Exercise directions
Could you copy each of the items below word for word, without changing anything?

[BEGIN]

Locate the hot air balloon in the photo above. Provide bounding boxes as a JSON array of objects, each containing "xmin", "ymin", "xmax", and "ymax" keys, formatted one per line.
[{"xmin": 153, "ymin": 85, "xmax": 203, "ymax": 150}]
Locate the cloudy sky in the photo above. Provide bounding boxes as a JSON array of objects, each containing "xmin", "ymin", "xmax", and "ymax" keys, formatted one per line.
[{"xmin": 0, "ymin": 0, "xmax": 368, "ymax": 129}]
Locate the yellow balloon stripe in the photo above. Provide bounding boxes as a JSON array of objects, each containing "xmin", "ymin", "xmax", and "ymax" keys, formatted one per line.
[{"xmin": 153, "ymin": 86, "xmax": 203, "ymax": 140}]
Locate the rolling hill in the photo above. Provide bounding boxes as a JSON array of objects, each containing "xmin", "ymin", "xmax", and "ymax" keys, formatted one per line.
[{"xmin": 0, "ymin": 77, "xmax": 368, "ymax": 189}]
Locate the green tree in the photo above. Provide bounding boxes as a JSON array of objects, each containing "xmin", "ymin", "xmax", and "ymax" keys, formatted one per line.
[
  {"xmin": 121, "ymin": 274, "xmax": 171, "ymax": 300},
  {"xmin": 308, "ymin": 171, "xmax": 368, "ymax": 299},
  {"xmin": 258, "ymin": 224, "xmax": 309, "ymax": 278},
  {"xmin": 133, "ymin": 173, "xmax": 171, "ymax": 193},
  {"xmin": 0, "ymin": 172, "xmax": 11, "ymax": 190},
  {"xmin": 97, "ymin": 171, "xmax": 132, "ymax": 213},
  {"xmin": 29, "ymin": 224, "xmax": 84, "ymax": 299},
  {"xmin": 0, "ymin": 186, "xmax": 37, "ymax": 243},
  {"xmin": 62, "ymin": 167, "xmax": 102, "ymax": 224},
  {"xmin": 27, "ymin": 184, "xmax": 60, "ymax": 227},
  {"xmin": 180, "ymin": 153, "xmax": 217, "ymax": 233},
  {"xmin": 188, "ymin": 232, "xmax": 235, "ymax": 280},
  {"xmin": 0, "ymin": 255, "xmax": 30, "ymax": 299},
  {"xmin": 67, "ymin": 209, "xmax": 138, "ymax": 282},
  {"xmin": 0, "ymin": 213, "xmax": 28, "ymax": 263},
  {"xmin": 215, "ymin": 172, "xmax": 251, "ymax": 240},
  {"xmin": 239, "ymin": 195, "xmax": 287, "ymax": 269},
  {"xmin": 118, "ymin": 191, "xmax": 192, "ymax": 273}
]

[END]

Correct result
Locate the hot air balloon in the photo above. Provide bounding boxes as a JSON array of objects, each containing "xmin", "ymin", "xmax", and "ymax" keys, formatted one per line.
[{"xmin": 153, "ymin": 85, "xmax": 203, "ymax": 150}]
Locate the cloudy sky in the photo above. Provide bounding boxes as a JSON array of objects, each containing "xmin", "ymin", "xmax", and "ymax" keys, formatted one per line.
[{"xmin": 0, "ymin": 0, "xmax": 368, "ymax": 129}]
Locate the yellow balloon stripe in the photo above. Provide bounding boxes as a JSON array of objects, each containing "xmin", "ymin", "xmax", and "ymax" keys, formatted one per line.
[{"xmin": 153, "ymin": 86, "xmax": 203, "ymax": 140}]
Locate the rolling hill in the photo above. Provide bounding boxes as a JSON array of objects, each containing "xmin", "ymin", "xmax", and "ymax" keys, formatted one per line.
[{"xmin": 0, "ymin": 77, "xmax": 368, "ymax": 189}]
Locate the green tree in the photo above. Provide bounding boxes as a JSON array of objects, each containing "xmin", "ymin", "xmax", and "ymax" keys, formatted one per line.
[
  {"xmin": 121, "ymin": 274, "xmax": 171, "ymax": 300},
  {"xmin": 308, "ymin": 171, "xmax": 368, "ymax": 299},
  {"xmin": 258, "ymin": 224, "xmax": 309, "ymax": 278},
  {"xmin": 133, "ymin": 173, "xmax": 171, "ymax": 193},
  {"xmin": 0, "ymin": 172, "xmax": 11, "ymax": 190},
  {"xmin": 97, "ymin": 171, "xmax": 132, "ymax": 213},
  {"xmin": 29, "ymin": 224, "xmax": 84, "ymax": 299},
  {"xmin": 0, "ymin": 186, "xmax": 37, "ymax": 243},
  {"xmin": 62, "ymin": 167, "xmax": 102, "ymax": 224},
  {"xmin": 27, "ymin": 184, "xmax": 60, "ymax": 227},
  {"xmin": 180, "ymin": 153, "xmax": 217, "ymax": 233},
  {"xmin": 188, "ymin": 232, "xmax": 235, "ymax": 280},
  {"xmin": 0, "ymin": 255, "xmax": 30, "ymax": 299},
  {"xmin": 67, "ymin": 209, "xmax": 138, "ymax": 282},
  {"xmin": 0, "ymin": 213, "xmax": 28, "ymax": 263},
  {"xmin": 215, "ymin": 172, "xmax": 251, "ymax": 240},
  {"xmin": 239, "ymin": 195, "xmax": 287, "ymax": 269},
  {"xmin": 118, "ymin": 191, "xmax": 192, "ymax": 273}
]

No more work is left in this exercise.